Written request 1 —
Which lines of the listing contain the word "sign"? Collect each of them.

In the last 150 years photography and photographers have become the ubiquitous witness to social ritual. Beyond its service to recollection, photography has also the power to inform the conduct of tradition to freeze-dried perfection. Just as ceremonies function to preserve moment so change in a lifetime, they initiate movement. The making of art is also a ritual act, a process of repetition and transformation.
Though artists, Judith Steinhauser and Linn Underhill, have never met there is a strong correspondence in their history as artists working with photography. Both women have borrowed freely from family albums and write directly on their work to produce a framework for visual analysis. The manipulation, sequencing, and multiple reproduction of family photographs is a composite of time, influence, and memory. The personal drawing of connections translates into a vision of human experience.

Written request 2 —
Do these statements agree with the passage above on photography and ritual? Answer yes or no for each, quoting the words of the passage that decide it. (a) Judith Steinhauser and Linn Underhill have met. (b) Both artists write directly on their work. (c) The making of art is called a ritual act.

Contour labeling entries
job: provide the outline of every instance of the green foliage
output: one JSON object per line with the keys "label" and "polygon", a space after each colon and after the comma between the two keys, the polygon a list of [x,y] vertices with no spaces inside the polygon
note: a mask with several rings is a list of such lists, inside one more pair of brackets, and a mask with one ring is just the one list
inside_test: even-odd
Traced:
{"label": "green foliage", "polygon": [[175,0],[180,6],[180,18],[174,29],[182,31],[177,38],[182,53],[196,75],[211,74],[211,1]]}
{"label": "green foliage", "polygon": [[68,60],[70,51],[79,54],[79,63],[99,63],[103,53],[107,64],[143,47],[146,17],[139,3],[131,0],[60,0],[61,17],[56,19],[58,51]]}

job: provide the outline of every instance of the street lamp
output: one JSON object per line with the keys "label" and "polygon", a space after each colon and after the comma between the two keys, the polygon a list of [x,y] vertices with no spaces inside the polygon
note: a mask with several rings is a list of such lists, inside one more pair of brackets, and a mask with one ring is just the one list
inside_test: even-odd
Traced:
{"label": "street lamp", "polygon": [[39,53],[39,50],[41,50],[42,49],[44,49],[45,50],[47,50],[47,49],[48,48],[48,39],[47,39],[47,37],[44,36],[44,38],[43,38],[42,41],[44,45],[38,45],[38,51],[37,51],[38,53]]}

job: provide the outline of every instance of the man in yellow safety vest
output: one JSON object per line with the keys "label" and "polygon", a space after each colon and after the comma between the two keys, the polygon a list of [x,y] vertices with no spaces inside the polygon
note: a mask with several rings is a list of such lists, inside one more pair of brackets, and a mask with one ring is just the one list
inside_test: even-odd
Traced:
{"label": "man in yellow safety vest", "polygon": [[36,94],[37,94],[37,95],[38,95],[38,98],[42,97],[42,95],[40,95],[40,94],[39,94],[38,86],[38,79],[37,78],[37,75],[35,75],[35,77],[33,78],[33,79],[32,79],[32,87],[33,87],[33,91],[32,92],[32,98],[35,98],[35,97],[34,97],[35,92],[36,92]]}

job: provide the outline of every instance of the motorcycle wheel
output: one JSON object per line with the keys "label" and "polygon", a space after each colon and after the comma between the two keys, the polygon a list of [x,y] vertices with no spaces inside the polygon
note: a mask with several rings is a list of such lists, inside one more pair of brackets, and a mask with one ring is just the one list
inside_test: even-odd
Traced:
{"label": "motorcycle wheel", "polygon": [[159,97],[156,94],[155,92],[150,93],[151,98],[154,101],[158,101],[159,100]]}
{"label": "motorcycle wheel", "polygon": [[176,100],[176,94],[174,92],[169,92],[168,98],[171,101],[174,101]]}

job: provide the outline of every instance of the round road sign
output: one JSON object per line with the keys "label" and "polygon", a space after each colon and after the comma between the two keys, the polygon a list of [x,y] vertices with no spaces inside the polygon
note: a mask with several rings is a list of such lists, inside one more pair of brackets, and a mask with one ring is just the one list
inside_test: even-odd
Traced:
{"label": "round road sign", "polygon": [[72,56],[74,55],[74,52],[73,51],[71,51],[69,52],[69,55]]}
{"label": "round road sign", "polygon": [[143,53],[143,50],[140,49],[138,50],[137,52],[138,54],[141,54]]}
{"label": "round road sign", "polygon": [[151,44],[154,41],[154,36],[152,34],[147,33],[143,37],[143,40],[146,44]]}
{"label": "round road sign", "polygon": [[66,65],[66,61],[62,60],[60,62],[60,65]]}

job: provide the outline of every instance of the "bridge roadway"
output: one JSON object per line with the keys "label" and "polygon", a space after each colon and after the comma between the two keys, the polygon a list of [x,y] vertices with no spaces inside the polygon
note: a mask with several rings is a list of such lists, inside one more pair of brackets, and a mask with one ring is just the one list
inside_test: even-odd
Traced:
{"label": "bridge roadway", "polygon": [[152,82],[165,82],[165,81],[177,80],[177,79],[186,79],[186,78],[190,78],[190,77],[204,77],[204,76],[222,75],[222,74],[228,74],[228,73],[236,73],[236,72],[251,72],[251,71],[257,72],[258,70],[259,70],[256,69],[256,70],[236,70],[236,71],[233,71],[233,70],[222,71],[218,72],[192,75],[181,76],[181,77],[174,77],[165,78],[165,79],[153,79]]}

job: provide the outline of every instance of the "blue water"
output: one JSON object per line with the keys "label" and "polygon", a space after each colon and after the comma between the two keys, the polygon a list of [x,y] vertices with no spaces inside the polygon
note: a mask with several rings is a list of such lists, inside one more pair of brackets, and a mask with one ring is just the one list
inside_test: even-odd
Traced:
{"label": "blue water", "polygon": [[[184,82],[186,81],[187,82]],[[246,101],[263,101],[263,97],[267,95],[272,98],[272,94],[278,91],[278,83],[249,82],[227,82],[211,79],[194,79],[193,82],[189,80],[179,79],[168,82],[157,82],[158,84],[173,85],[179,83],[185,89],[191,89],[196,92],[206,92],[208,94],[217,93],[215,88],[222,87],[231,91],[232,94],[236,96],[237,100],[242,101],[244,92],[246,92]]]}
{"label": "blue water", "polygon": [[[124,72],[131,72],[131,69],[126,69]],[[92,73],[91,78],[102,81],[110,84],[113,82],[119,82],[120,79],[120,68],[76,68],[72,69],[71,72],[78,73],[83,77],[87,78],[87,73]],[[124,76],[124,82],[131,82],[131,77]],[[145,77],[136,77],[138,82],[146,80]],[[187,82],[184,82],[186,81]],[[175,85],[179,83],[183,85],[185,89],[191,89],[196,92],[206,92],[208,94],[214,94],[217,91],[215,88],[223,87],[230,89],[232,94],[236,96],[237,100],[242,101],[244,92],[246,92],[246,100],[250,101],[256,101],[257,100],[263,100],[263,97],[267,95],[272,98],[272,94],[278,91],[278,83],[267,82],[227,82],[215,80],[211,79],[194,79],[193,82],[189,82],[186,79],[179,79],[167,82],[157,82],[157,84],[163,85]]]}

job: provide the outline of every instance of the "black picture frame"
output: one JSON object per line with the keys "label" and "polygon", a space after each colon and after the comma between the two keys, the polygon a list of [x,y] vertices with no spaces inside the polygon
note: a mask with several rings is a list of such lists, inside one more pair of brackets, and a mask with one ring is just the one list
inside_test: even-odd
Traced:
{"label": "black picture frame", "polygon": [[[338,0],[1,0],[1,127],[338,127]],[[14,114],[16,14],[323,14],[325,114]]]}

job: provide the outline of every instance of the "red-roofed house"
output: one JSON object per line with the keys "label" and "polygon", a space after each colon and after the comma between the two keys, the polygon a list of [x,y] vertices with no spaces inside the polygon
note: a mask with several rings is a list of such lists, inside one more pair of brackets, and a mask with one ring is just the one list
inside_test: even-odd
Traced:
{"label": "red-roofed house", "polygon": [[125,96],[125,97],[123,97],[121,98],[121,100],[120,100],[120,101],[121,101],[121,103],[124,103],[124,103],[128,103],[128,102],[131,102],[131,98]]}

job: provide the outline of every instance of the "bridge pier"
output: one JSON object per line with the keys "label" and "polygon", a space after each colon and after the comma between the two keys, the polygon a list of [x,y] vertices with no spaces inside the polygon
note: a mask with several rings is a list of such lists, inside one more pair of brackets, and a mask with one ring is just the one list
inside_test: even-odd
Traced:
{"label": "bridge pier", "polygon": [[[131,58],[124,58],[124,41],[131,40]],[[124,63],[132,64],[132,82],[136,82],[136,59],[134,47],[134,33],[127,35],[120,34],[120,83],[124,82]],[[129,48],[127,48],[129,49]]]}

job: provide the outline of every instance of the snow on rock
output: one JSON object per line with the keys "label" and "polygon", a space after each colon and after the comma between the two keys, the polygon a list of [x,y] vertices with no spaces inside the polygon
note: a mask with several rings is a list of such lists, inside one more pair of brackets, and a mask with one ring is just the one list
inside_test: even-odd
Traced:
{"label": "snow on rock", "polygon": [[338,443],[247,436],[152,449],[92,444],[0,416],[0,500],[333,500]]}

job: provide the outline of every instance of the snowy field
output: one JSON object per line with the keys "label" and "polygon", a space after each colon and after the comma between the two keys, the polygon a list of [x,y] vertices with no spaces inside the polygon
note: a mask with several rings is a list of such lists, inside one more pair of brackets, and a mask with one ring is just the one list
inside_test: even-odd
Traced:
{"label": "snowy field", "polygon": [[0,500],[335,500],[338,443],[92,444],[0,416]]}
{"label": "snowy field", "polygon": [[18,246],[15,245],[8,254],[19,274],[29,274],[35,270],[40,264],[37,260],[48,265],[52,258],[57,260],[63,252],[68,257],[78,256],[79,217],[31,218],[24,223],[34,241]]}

Written answer 1 —
job: provide the outline of every instance of the round road sign
{"label": "round road sign", "polygon": [[72,56],[74,55],[74,52],[73,51],[71,51],[69,52],[69,55]]}
{"label": "round road sign", "polygon": [[143,53],[143,50],[140,49],[138,50],[137,52],[138,54],[141,54]]}
{"label": "round road sign", "polygon": [[151,44],[154,41],[154,36],[152,34],[147,33],[143,37],[143,40],[146,44]]}
{"label": "round road sign", "polygon": [[66,65],[66,61],[62,60],[60,62],[60,65]]}

Written answer 2 —
(a) No: "have never met"
(b) Yes: "write directly on their work to produce a framework for visual analysis"
(c) Yes: "The making of art is also a ritual act"